[[ THE RECORDS open ]]

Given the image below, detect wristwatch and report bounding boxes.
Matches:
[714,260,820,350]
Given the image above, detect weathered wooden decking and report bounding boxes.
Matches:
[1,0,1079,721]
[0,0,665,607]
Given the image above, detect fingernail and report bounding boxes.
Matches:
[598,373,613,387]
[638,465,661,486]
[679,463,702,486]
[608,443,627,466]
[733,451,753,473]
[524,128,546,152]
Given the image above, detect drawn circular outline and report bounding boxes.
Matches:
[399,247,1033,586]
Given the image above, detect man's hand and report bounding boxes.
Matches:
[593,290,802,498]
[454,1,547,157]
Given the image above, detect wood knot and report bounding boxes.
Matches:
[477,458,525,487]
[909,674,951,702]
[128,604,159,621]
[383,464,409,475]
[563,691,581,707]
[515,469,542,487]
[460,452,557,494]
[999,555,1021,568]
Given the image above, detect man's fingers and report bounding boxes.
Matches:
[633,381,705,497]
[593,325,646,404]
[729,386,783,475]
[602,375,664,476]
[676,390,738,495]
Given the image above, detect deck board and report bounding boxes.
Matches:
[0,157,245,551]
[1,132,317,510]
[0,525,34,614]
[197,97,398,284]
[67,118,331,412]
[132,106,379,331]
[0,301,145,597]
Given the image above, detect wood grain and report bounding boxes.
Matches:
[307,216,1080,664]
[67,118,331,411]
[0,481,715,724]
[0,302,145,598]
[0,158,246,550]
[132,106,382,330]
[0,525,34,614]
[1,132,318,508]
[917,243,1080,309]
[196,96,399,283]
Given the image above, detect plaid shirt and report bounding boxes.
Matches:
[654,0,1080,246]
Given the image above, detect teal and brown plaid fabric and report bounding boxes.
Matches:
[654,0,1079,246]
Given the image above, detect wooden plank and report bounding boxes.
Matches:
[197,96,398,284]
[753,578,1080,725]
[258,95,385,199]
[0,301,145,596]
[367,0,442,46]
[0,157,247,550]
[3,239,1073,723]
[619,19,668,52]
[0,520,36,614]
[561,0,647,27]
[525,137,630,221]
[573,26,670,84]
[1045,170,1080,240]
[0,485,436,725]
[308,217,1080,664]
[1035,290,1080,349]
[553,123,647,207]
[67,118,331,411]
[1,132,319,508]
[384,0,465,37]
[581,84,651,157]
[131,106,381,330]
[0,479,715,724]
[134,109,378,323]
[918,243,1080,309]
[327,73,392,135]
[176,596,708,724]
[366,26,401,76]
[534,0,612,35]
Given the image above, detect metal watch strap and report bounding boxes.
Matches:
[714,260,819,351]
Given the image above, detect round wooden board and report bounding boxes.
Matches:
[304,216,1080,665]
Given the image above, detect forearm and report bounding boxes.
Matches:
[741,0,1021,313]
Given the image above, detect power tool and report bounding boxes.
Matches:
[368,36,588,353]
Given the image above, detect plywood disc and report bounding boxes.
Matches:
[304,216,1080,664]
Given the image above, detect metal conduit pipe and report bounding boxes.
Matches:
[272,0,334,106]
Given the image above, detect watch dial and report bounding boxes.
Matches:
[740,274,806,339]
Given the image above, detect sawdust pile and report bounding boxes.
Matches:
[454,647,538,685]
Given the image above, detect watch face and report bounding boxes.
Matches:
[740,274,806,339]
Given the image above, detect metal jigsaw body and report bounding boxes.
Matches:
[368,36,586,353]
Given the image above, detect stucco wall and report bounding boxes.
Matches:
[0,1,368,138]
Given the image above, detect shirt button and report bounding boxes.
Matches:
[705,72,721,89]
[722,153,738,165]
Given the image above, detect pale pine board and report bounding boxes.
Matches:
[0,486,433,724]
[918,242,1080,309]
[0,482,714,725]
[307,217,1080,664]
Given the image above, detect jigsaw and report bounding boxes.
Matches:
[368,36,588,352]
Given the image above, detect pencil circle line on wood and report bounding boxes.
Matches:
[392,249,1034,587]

[[ THE RECORDS closed ]]

● **YOUR INSTRUCTIONS**: Report how many lines of the entries above contain "shirt", and give no other output.

● **ANSWER SECTION**: 2